START Passage shown
Thus, pulmonary edema results from increases in either hydrostatic driving pressures (increased pressure edema) or barrier conductance (increased permeability edema), or both. What distinguishes the two types is barrier permeability, which is normal in increased pressure edema, but abnormal in increased permeability edema. Fluid flow into the lungs is driven across the barrier in both types of edema by the balance of pressures. ARDS results primarily from an increase in lung vascular permeability, although some cases may be made worse by the presence of elevated lung vascular hydrostatic pressures.

Increased Permeability Pulmonary Edema

Increased permeability pulmonary edema is caused by an increase in liquid and protein conductance across the barriers in the lungs. The essential feature is that the integrity of the barrier to fluid and protein flow into the lung interstitium and alveoli is altered. Increased permeability edema is sometimes called noncardiogenic pulmonary edema, and the resulting clinical syndromes in humans are commonly lumped together as ALI or ARDS.

Accumulation of fluid and protein increases when the lung endothelial and epithelial barriers are injured. If the rate of fluid accumulation exceeds the rate at which it can be removed, increased permeability edema occurs. Large animal models employing measurements of hemodynamics and lung lymph flow demonstrate that clinically relevant causes of ARDS, including live bacteria, endotoxin, and microemboli, induce an increase in lung vascular permeability that causes protein-rich lung edema.57 Because the barriers limiting fluid and protein flow into the lungs do not function normally when the lungs are injured, the lungs are not protected against edema by the usual safety factors. Although increases in fluid and protein filtration across the lung endothelium can be removed by lymphatics and drained away from the alveolar walls as in increased pressure edema, much more fluid and protein are filtered at any given sum of driving pressures, since the barriers to flow are much less restrictive than normal.

Edema formation in injured lungs is sensitive to hydrostatic driving pressures. Driving pressures are often increased when the lungs are injured because of the vasoconstrictive effects of inflammatory mediators, such as thromboxanes. Thromboxanes may shift the main site of vascular resistance to postcapillary venules, thus increasing hydrostatic pressure at the microvascular fluid exchange sites, or may exert cardiac effects. For example, elevated left atrial pressure, pulmonary venoconstriction, or an increase in cardiac output in sepsis may increase hydrostatic pressure at the microvascular fluid exchange sites. Although a primary event in ARDS is an increase in lung vascular permeability, the magnitude of lung edema formation in ARDS may be substantially increased when lung vascular pressures and volume are elevated, consistent with the effects of elevated hydrostatic pressure on transvascular flux of fluid and protein.

Because the lung endothelial and epithelial barriers are injured in ARDS, the protective effects of protein osmotic pressure differences across them are lost; driving pressure is unopposed by protein osmotic pressure, and even normal hydrostatic pressure results in significant fluid and protein extravasation into the interstitial and alveolar spaces. The ability of the lymphatics to pump the excess filtrate away is increased when the lungs are injured. If the alveolar epithelial barrier is damaged, edema may accumulate readily in alveoli, since most of the resistance to fluid and protein flow into the alveoli is in the epithelial barrier.
END Passage shown
#### [Questions]
1. Answer from the pulmonary edema passage:
(a) What other name is sometimes used for increased permeability edema?
(b) Which inflammatory mediators are named as an example of those with vasoconstrictive effects?
(c) In which barrier does most of the resistance to fluid and protein flow into the alveoli lie?
2. Print the pulmonary edema passage word for word from "Increased permeability pulmonary edema is" to "lumped together as ALI or ARDS.".
3. Go on with the pulmonary edema passage, starting after its last sentence.
The items below are separate material, unrelated to the pulmonary edema passage.
START Excerpted data
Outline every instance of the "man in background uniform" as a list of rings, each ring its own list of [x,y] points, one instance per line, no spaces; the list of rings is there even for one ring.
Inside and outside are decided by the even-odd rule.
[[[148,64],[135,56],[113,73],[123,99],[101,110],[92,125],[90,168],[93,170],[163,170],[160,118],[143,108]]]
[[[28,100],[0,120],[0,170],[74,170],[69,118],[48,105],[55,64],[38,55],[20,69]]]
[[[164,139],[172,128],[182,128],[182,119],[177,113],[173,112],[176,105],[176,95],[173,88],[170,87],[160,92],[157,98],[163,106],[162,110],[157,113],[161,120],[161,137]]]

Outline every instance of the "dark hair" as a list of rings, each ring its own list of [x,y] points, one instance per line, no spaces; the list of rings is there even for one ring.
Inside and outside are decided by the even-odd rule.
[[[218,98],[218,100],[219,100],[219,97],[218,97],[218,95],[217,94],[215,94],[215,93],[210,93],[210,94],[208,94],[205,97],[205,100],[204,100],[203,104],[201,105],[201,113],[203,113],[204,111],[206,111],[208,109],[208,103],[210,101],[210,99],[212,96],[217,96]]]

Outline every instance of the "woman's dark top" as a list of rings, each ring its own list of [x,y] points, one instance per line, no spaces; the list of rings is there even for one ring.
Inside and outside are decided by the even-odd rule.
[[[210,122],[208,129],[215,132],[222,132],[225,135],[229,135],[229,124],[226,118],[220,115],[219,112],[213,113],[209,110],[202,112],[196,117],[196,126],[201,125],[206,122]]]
END Excerpted data
#### [Results of the tasks]
1.
(a) Noncardiogenic pulmonary edema.
(b) Thromboxanes.
(c) The epithelial barrier.

2.
Increased permeability pulmonary edema is caused by an increase in liquid and protein conductance across the barriers in the lungs. The essential feature is that the integrity of the barrier to fluid and protein flow into the lung interstitium and alveoli is altered. Increased permeability edema is sometimes called noncardiogenic pulmonary edema, and the resulting clinical syndromes in humans are commonly lumped together as ALI or ARDS.

3.
To summarize, the majority of patients with ARDS have normal or low hydrostatic pressures and increased alveolar-capillary permeability. However, up to 30% of patients with ARDS may have an elevated left atrial pressure.8 Lung fluid balance is a dynamic concept that incorporates both formation and removal of edema fluid in the interstitium and airspaces.

Lung Physiology

The effects of increased permeability edema on lung mechanics and gas exchange depend, in part, on the magnitude of edema accumulation. As with increased pressure edema, the major effects on pulmonary mechanics occur with alveolar flooding.

About 20% to 30% of the extravascular water of the lungs is in the extravascular interstitial tissue. This volume can more than double before alveolar flooding occurs. In experimental lung injury, functional residual capacity (FRC) is decreased as a consequence of alveolar flooding; the loss of units that can be ventilated accounts for most of the decrease in static lung compliance.9 Computed tomography has provided new insights into structure–function relationships in human ARDS. In the early stage of lung injury, when alveolar edema predominates, the lungs are characterized by a more homogeneous alteration of vascular permeability, and edema may accumulate evenly in all lung regions, with a nongravitational distribution. Later in the exudative phase of ARDS, the consolidation is more gravity-dependent. In the organizing phase, lung reticulation appears.

Measurements of pulmonary mechanics in mechanically ventilated patients with ARDS show a decrease in static lung compliance as a consequence of loss of ventilated lung units. In addition, airflow resistance is increased as a result of decreased lung volume.10Bronchospasm may add to the increase in airflow resistance and may be partially reversed in some patients by administration of inhaled bronchodilators. Chest wall compliance is reduced, probably because of alterations in the intrinsic mechanical properties of the chest wall by abdominal distention, chest wall edema, and pleural effusion. Respiratory mechanics and responses to positive end-expiratory pressure (PEEP) during mechanical ventilation in patients with ARDS originating from pulmonary disease (e.g., pneumonia and associated lung consolidation) and that arising from extrapulmonary disease may differ.11

The injured lung in ARDS may release biologically active substances that can interfere with the normal state of low surface tension in the alveoli. In addition, activated neutrophils may reduce surfactant function in vitro and degrade major surfactant apoproteins through a combination of proteolysis and oxidant radical–mediated mechanisms. Human lung surfactant obtained from bronchoalveolar lavage (BAL) fluid in patients at risk for ARDS and from those with established ARDS are abnormal in chemical composition and functional activity.12 Abnormalities may also be caused by interactions between surfactant and edema proteins, since plasma proteins interfere with surfactant function.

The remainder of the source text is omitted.